Please return, exactly and only, the lines beginning at the top of the entries below and ending with the line containing "Query: dry grass tuft"; keep out the pictures.

>>>>>

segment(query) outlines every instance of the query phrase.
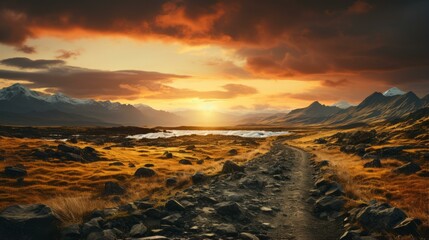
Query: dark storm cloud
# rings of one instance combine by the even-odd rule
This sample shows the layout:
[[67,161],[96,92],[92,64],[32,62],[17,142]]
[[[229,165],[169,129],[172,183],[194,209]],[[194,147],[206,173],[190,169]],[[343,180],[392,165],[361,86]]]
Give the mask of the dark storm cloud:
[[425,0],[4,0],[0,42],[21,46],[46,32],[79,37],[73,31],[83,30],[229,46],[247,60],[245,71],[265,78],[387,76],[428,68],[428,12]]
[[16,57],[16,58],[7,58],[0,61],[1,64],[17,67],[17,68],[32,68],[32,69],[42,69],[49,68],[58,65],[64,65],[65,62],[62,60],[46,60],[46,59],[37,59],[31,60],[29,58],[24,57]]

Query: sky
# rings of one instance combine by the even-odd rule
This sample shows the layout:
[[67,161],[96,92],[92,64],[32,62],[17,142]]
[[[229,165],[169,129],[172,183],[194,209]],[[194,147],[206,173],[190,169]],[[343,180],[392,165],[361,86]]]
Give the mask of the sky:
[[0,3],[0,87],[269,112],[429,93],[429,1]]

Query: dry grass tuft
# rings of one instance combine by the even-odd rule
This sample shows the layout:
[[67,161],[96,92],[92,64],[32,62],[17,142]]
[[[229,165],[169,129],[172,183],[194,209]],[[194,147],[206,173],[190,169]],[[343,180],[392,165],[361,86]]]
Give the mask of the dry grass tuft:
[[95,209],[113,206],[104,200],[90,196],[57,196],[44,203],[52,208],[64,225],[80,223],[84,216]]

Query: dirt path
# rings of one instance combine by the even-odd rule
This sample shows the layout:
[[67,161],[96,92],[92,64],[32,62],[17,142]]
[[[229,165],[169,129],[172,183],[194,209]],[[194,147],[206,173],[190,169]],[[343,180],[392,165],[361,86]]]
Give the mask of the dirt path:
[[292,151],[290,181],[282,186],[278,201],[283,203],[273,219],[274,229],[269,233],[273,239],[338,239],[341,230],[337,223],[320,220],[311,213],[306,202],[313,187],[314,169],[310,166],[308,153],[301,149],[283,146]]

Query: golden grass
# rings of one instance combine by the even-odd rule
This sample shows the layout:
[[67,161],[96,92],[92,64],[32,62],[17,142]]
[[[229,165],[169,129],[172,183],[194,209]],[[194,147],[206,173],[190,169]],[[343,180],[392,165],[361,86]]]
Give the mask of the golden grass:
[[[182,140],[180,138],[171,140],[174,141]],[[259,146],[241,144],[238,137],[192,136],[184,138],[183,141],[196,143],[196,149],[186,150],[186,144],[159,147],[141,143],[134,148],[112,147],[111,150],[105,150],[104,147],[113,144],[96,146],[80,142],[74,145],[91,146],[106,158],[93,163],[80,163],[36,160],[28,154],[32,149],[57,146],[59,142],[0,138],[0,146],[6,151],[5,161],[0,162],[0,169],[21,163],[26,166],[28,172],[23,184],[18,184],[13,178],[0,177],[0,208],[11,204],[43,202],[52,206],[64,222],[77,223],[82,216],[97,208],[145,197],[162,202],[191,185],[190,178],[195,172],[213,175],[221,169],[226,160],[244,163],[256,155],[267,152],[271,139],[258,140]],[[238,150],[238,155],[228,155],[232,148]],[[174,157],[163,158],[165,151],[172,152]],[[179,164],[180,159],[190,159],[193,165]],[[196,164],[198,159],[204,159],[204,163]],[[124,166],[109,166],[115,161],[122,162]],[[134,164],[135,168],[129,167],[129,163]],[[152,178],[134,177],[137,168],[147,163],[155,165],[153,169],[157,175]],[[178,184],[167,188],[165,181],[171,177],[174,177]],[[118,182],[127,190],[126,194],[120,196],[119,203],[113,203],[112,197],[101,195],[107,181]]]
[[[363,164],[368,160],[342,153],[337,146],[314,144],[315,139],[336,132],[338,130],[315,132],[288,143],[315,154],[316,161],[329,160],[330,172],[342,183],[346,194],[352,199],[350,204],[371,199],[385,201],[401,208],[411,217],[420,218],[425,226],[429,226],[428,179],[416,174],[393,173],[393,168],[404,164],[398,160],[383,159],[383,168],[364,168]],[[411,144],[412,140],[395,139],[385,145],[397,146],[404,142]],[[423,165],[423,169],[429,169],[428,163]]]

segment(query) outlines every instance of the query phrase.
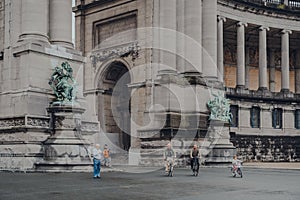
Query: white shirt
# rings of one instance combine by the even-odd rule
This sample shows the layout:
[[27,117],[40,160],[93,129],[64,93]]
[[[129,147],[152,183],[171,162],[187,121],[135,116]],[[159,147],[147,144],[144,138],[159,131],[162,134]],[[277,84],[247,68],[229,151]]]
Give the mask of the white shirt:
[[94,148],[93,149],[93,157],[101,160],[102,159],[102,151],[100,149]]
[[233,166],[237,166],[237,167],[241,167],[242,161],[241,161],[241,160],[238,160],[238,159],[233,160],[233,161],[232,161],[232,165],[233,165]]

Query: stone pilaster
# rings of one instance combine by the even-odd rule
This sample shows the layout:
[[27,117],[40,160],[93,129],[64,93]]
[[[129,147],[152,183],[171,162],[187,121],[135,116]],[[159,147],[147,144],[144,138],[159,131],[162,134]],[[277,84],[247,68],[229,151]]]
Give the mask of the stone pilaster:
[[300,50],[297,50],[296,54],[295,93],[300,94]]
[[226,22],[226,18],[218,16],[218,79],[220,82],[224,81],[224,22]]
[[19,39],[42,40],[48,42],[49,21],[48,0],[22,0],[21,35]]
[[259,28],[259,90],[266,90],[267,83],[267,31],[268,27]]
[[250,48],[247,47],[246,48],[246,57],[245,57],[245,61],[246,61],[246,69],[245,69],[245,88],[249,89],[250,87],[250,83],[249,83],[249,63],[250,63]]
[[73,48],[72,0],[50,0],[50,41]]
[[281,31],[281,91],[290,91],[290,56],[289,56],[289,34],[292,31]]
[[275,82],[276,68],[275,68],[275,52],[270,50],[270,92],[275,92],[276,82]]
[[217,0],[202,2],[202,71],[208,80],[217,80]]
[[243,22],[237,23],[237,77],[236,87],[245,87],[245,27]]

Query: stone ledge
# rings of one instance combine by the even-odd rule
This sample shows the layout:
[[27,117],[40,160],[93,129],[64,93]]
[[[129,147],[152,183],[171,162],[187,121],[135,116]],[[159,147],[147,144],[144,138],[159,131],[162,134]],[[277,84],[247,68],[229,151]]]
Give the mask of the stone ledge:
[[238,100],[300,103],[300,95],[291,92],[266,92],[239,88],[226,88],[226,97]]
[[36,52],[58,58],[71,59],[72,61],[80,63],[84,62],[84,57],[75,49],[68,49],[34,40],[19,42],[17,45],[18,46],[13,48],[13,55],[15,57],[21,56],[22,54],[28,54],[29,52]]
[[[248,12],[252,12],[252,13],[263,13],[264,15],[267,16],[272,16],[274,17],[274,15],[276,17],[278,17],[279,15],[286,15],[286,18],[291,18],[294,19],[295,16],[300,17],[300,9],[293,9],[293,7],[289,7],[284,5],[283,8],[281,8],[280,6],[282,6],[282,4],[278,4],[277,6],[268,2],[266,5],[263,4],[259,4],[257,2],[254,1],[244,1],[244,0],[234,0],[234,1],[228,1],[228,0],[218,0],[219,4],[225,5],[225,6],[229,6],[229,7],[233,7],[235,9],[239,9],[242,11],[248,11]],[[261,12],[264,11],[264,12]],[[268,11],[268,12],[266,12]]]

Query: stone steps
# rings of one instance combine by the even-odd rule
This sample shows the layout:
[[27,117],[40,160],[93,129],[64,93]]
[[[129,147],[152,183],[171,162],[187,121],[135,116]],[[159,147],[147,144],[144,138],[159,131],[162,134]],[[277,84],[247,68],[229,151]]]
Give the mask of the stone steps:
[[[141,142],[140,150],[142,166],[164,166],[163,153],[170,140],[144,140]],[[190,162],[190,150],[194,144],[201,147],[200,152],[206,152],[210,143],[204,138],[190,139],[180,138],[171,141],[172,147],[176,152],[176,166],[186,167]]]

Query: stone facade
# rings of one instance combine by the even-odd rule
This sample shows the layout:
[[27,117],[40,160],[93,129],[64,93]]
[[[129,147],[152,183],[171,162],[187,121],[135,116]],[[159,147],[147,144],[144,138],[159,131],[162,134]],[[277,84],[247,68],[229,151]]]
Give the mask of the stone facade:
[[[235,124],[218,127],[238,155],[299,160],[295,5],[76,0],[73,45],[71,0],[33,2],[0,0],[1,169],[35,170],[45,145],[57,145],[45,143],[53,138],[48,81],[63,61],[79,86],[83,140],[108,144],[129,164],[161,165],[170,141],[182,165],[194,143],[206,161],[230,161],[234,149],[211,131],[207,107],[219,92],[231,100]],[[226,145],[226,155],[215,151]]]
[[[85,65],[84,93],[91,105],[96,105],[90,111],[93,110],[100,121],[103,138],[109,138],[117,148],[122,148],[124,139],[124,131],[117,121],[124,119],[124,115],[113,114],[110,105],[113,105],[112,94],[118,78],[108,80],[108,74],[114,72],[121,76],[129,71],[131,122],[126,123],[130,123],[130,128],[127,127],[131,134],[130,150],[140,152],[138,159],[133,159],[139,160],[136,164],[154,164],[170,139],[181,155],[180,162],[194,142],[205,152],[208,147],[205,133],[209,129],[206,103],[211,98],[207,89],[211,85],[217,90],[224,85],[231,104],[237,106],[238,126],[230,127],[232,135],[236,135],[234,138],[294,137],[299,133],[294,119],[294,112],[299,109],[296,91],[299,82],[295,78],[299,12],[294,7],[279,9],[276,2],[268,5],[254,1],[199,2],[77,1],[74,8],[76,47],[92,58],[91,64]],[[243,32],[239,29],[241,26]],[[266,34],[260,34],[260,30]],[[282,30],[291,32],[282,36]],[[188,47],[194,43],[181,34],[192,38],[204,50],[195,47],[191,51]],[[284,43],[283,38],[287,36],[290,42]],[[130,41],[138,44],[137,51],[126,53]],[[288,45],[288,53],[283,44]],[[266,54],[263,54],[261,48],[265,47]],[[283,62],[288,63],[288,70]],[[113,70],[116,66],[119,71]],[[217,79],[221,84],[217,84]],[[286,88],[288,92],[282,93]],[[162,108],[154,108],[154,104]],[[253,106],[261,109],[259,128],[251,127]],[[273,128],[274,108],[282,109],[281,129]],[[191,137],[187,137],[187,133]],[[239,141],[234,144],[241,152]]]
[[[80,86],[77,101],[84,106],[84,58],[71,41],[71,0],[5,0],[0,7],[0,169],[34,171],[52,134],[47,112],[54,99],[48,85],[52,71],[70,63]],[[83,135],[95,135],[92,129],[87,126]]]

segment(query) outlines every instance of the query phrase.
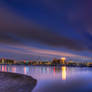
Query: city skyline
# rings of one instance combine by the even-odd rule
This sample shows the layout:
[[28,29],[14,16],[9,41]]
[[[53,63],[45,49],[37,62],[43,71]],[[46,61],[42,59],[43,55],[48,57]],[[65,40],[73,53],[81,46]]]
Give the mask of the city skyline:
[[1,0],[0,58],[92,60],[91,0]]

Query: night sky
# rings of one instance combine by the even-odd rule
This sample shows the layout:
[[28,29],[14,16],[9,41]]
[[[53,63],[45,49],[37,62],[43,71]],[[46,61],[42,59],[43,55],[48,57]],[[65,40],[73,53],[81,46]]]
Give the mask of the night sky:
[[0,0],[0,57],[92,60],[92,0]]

<<<<<

▶ **SOLUTION TO THIS EXERCISE**
segment(query) outlines every instance of the query phrase.
Query: dark storm cloud
# rings of one instance combine by the even-odd rule
This sample shows the layout:
[[67,161],[96,92],[92,64],[32,62],[17,142]]
[[[229,165],[169,129],[172,183],[194,209]],[[194,147],[206,173],[190,169]],[[343,180],[392,165],[361,86]]]
Give the mask of the dark storm cloud:
[[425,0],[4,0],[0,42],[21,46],[46,32],[79,37],[73,31],[83,30],[229,46],[247,60],[245,71],[265,78],[387,76],[428,68],[428,12]]
[[16,57],[16,58],[7,58],[0,61],[1,64],[17,67],[17,68],[32,68],[32,69],[42,69],[49,68],[58,65],[64,65],[65,62],[62,60],[46,60],[46,59],[37,59],[31,60],[29,58],[24,57]]

Query: sky
# rings of one instance combine by the even-odd rule
This sample shows the layout:
[[67,161],[96,92],[92,64],[32,62],[17,142]]
[[[229,165],[169,129],[172,183],[194,209]],[[194,147],[206,173],[190,169]],[[343,180],[392,165],[361,86]]]
Give the mask of the sky:
[[0,3],[0,87],[269,112],[429,93],[429,1]]

Query: dry grass tuft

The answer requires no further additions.